## Task objective:
Copy every record below, exactly as written.

(Collection entries)

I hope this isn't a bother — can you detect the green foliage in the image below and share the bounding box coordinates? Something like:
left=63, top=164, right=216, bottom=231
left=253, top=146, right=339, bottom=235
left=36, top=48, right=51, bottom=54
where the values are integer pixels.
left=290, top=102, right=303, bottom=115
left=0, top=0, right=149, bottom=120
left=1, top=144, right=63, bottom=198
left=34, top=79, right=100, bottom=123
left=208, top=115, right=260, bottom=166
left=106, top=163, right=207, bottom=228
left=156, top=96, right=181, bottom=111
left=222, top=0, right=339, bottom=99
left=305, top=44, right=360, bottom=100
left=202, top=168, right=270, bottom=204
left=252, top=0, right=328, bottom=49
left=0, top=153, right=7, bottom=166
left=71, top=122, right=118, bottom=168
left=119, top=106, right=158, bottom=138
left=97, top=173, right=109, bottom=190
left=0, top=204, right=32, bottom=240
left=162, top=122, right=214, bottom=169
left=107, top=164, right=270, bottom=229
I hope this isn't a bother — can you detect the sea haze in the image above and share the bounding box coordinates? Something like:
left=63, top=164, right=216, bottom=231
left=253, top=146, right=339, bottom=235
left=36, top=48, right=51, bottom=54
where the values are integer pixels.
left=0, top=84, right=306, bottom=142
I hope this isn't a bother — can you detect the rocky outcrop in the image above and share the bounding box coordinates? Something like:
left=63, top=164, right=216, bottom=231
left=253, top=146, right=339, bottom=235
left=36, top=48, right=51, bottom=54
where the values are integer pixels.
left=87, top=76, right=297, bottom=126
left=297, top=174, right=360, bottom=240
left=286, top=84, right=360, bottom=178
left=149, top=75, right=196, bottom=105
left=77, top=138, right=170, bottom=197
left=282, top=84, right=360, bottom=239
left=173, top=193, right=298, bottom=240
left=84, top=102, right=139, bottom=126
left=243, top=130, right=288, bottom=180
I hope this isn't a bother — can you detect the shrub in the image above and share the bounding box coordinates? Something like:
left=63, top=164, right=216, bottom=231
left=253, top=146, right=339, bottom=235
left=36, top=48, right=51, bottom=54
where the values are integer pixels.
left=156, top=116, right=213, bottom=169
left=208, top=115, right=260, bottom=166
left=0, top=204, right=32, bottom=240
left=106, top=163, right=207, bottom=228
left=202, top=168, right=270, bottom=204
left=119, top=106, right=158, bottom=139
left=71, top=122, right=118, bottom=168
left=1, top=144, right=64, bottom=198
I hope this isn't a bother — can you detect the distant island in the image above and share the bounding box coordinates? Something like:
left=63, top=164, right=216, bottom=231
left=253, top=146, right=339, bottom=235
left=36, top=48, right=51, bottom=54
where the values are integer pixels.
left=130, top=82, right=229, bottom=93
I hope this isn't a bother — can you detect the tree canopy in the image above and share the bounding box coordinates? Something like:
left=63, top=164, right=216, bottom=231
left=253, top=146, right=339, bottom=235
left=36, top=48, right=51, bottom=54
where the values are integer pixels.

## Response:
I hope this isn't a bother — can you detect the green foliage in the image below and share the bounding box coordinates? Something like:
left=63, top=164, right=216, bottom=231
left=253, top=146, right=339, bottom=235
left=36, top=48, right=51, bottom=54
where the values are integer pixels.
left=290, top=102, right=303, bottom=115
left=0, top=0, right=149, bottom=120
left=1, top=144, right=63, bottom=198
left=34, top=79, right=100, bottom=123
left=208, top=115, right=260, bottom=166
left=106, top=163, right=207, bottom=228
left=156, top=96, right=181, bottom=111
left=222, top=0, right=339, bottom=99
left=305, top=44, right=360, bottom=100
left=202, top=168, right=270, bottom=204
left=252, top=0, right=328, bottom=49
left=0, top=153, right=7, bottom=166
left=71, top=122, right=118, bottom=168
left=119, top=106, right=158, bottom=138
left=97, top=173, right=109, bottom=190
left=0, top=204, right=32, bottom=240
left=162, top=122, right=214, bottom=169
left=107, top=164, right=270, bottom=229
I hope this isn't a bother — can you detect the sea haze in the image above and share the bounding box coordinates? Something like:
left=63, top=164, right=216, bottom=231
left=253, top=146, right=339, bottom=235
left=36, top=48, right=51, bottom=54
where the values are integer pixels.
left=0, top=84, right=306, bottom=142
I hope this isn't a bother — can you detect the rocky outcrop in the image above and share the bounding box coordinates? Something like:
left=63, top=164, right=216, bottom=231
left=253, top=146, right=339, bottom=235
left=36, top=48, right=51, bottom=54
where the values are integer pixels.
left=87, top=76, right=297, bottom=126
left=297, top=174, right=360, bottom=240
left=286, top=84, right=360, bottom=178
left=149, top=75, right=196, bottom=105
left=77, top=138, right=170, bottom=197
left=282, top=84, right=360, bottom=239
left=173, top=193, right=298, bottom=240
left=84, top=102, right=139, bottom=126
left=243, top=130, right=288, bottom=180
I hope this isn't a bother — can you detect the shrub in the image above and share the bounding box coordinates? Something like:
left=63, top=164, right=216, bottom=231
left=253, top=146, right=339, bottom=235
left=36, top=48, right=51, bottom=54
where the values are integer pixels.
left=156, top=116, right=213, bottom=169
left=208, top=115, right=260, bottom=166
left=0, top=204, right=32, bottom=240
left=106, top=163, right=207, bottom=228
left=202, top=168, right=270, bottom=204
left=119, top=106, right=158, bottom=139
left=71, top=122, right=118, bottom=168
left=1, top=144, right=64, bottom=198
I hope this isn't a bother — can you detect the distant island in the image above and share the bounding box coordinates? Something like:
left=63, top=164, right=216, bottom=231
left=253, top=146, right=339, bottom=235
left=36, top=48, right=51, bottom=54
where the values are integer pixels.
left=130, top=82, right=229, bottom=93
I hope this isn't a bother — can you detect the tree canopy in the image above and share the bounding box coordinates? Something like:
left=63, top=164, right=216, bottom=231
left=253, top=146, right=339, bottom=235
left=36, top=48, right=51, bottom=54
where the values are integer pixels.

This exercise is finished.